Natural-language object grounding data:
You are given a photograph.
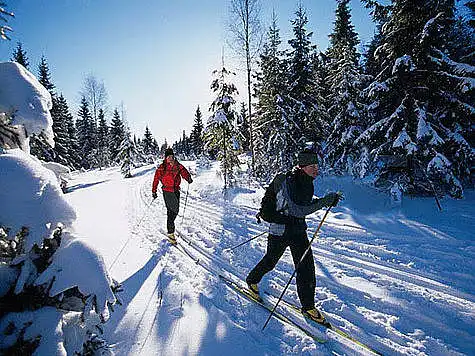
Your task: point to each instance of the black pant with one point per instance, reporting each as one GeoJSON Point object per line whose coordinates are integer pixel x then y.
{"type": "Point", "coordinates": [172, 202]}
{"type": "Point", "coordinates": [298, 243]}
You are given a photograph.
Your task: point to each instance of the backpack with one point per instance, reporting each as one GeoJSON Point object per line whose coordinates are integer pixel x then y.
{"type": "Point", "coordinates": [270, 203]}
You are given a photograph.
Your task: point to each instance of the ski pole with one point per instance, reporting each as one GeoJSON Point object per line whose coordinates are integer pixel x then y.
{"type": "Point", "coordinates": [145, 213]}
{"type": "Point", "coordinates": [298, 264]}
{"type": "Point", "coordinates": [430, 183]}
{"type": "Point", "coordinates": [245, 242]}
{"type": "Point", "coordinates": [186, 199]}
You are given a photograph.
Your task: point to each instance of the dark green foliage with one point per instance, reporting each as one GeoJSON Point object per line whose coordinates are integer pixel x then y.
{"type": "Point", "coordinates": [345, 80]}
{"type": "Point", "coordinates": [197, 134]}
{"type": "Point", "coordinates": [19, 56]}
{"type": "Point", "coordinates": [421, 103]}
{"type": "Point", "coordinates": [117, 134]}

AIM OF THE TASK.
Nothing before the line containing "Your task: point to each instance of the ski" should be repeated; repeat that line and all later lines through the end of the data above, exactly.

EXERCISE OUTPUT.
Your task: point to each instance of the ski pole with one point per instance, reporting each as one GeoJSON Point object per line whose coordinates are integer pixel x then y.
{"type": "Point", "coordinates": [145, 213]}
{"type": "Point", "coordinates": [298, 264]}
{"type": "Point", "coordinates": [430, 183]}
{"type": "Point", "coordinates": [245, 242]}
{"type": "Point", "coordinates": [186, 199]}
You are given a photograph.
Your task: point to each instance of the dark green foliage with one point per instance, reporting each as one GeoJSON Point object per line whose coordinates are integer pixel x then y.
{"type": "Point", "coordinates": [345, 80]}
{"type": "Point", "coordinates": [197, 134]}
{"type": "Point", "coordinates": [19, 56]}
{"type": "Point", "coordinates": [421, 103]}
{"type": "Point", "coordinates": [117, 134]}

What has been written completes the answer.